▸ **Your tasks**
1 - From the forum thread on sight adjustment, write out the passage starting at "Thanks HannibalTheCrow" and ending at "guns may not.".
2 - In the forum thread on sight adjustment, at what distance does HannibalTheCrow say he is shooting?
3 - Pick up the forum thread on sight adjustment after its final sentence and keep it going.

# site adjustment



## HannibalTheCrow (Nov 22, 2006)

All my guns shoot great except for my S&W Model 910/9mm........it seems to shoot about 3"-4" to low. i have looked but it seems the only adjustment that can be made is right or left.

Is there a way to adjust these sites up and down?

Thank you for your imput in advance,

HannibalTheCrow


----------



## Shipwreck (Jan 26, 2006)

If its fixed sights - no. U need a lower front sight, or a taller rear sight - Call S&W - them may be able to send U out a sight of a different height - which U can get a local smith to install... Maybe they'll even offer to ship it to their place to fix it for ya...


----------



## 2400 (Feb 4, 2006)

HannibalTheCrow said:


> All my guns shoot great except for my S&W Model 910/9mm........*it seems to shoot about 3"-4" to low*. i have looked but it seems the only adjustment that can be made is right or left.
> 
> Is there a way to adjust these sites up and down?
> 
> ...


1) What distance are you shooting at?
2) What kind of ammo are you using?
3) Does it do the same thing with other brands of ammo?


----------



## HannibalTheCrow (Nov 22, 2006)

I am shooting at 10 to 15 yards

I am using WWB 115 grain FMJ for targets and Gold Dot 124 grain HP's out in the woods and carry ammo.

It makes the same pattern no matter what ammo I use.

Thanks HannibalTheCrow


----------



## milquetoast (Nov 25, 2006)

*Formula for sight adjustment*

You're in luck. The gun is shooting low. What you need is a lower front sight. It's easy to take metal off a front sight, but hard to put metal on!

As others have pointed out, before you start whittling on your gun, make darn sure it's the gun, and not the ammo or the shooter. You've ruled out the ammo. The only other thing to check is trigger overtravel. Some guns, after the sear releases the hammer, the trigger travels a long way before it finally stops moving backwards. In the millisecond between the time the sear releases and the trigger reaches the end of its travel, the gun can move down a bit. Your S&W may have excessive overtravel, while your other guns may not.

You can check for overtravel by unloading the gun 9 times, putting all your ammo in a hermetically sealed mayonnaise jar on Funk & Wagnall's front porch, and pointing the gun in a safe direction - something that will stop a bullet and won't be too expensive to replace, if you do have a surprise bang. Then, insert various small objects between the rear of the trigger and the pistol frame, and pulling the trigger extremely slowly and carefully. A paper clip, a toothpick, etc. Try to see if the S&W trigger moves a long way. If you can fit a #2 pencil between the trigger and the frame, and the sear will still release, there's too much overtravel! Compare with your other guns.

Target shooters use adjustable stop screws to eliminate all overtravel. Not a good idea on a SD gun; you don't want zero overtravel. You want to leave a little, to be sure the gun will fire if you need it to. If you think overtravel might be the problem, glue a temporary overtravel stop behind the trigger, and go to the range. A glob of silicone glue, or even wrapping the trigger with a rubber band, will work as a temporary stop. IF you are sure that overtravel is the problem, put a drop of JB Weld on the back of your trigger, let it harden, and then file it down until the gun will fire, but won't have a lot of travel after the sear releases. Or, tap for a small screw, use Lok-Tite, and face off the screw until you have the desired amount of overtravel.

▸ **Information supplied**
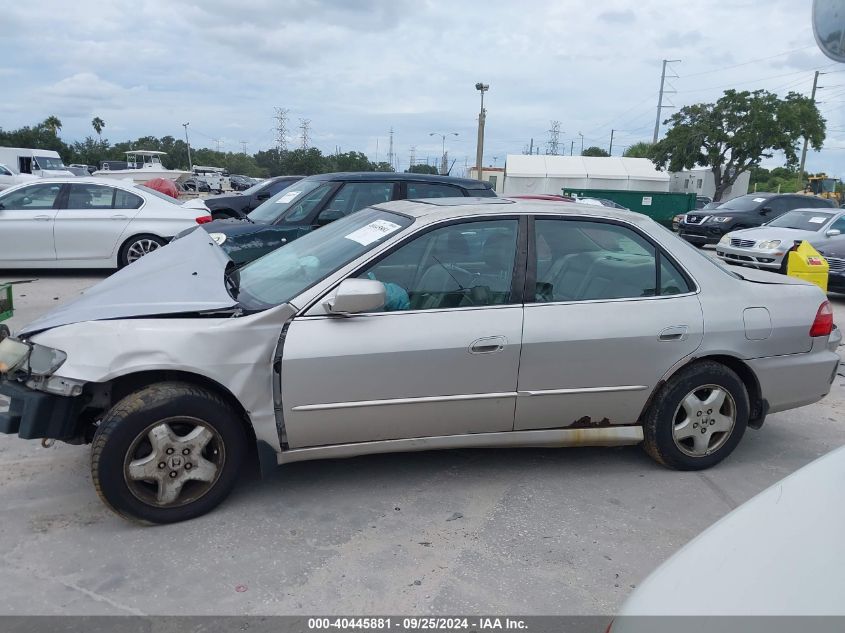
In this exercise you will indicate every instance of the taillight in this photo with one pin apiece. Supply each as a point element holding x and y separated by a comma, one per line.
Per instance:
<point>823,324</point>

▸ **Answers**
1 -
Thanks HannibalTheCrow


----------



## milquetoast (Nov 25, 2006)

*Formula for sight adjustment*

You're in luck. The gun is shooting low. What you need is a lower front sight. It's easy to take metal off a front sight, but hard to put metal on!

As others have pointed out, before you start whittling on your gun, make darn sure it's the gun, and not the ammo or the shooter. You've ruled out the ammo. The only other thing to check is trigger overtravel. Some guns, after the sear releases the hammer, the trigger travels a long way before it finally stops moving backwards. In the millisecond between the time the sear releases and the trigger reaches the end of its travel, the gun can move down a bit. Your S&W may have excessive overtravel, while your other guns may not.

2 - 10 to 15 yards.

3 -
If you are positive the sights are misaligned, then you need to remove some metal from the front sight. Here's the formula:

(S x H) / D x 36

S = sight radius, the distance between the front sight & the rear sight
H = inches you want your group to move (in your case, 3 or 4 inches)
D = distance from front sight to target, in yards (hence the 36 to convert to inches)

So, if your front sight and rear sight are 4.5" apart (wild guess; measure with a ruler); and you want to move the group 3", and you are 10 yards away, then (4.5 x 3) / (10 x 36) = .0375. That is, you want to take about 3 or 4 hundredths of an inch off your front sight.

You can do that freehand with a file, or you can build a jig. I find a smooth flat surface (Formica countertop? Smooth kitchen cutting board?) and lay a piece of emery paper on the flat surface. Take the slide off the pistol. Measure the height of the front sight with your dial or digital caliper. Lay the slide down, sights down, with the rear sight on the smooth surface, and the front sight on the emery paper. Slide the slide back and forth so that the emery paper removes metal from the front sight. Check frequently with your caliper so you don't remove too much metal. Repeat until the right amount of metal is removed.

Or, take a very (very!) fine file to the range. Shoot, whittle, shoot again, whittle a little more, shoot, whittle, repeat until the group is where you want it. When you get home from the range, square and level everything up, and touch up with cold blue.

BTW, it's fairly common for guns to be sighted a little low from the factory. The manufacturer can only guess about people's eyes, grips, ammo. It's better for them to make guns that shoot too low instead of too high, because too low is easy to fix.

Good luck.


----------



## Glockamania® (Dec 21, 2006)

*Just more wood to throw into the fire...*

What if it's not a front/rear sight problem, but the way you hold the gun? Just throwing it out there.


----------



## Shipwreck (Jan 26, 2006)

I mentioned above he needed a lower front sight. That's one thing I like about the P99. The rear sight can be taken off or adjusted for windage - and no gunsmith is needed to mess with it. And, the gun comes w/ 4 front sights of different sizes - so the user can adjust it themselves.

Before U start filing away material from the sight, I'd still call and see if they have sights of different heights. I'll be most manufacturers do. Springfield had a problem a while back with many, many of their 1911s having the wrong height sites. They would send out the proper height ones if U called.

Call S&W and see what they can do for U.


----------



## Danny Boy (Mar 2, 2007)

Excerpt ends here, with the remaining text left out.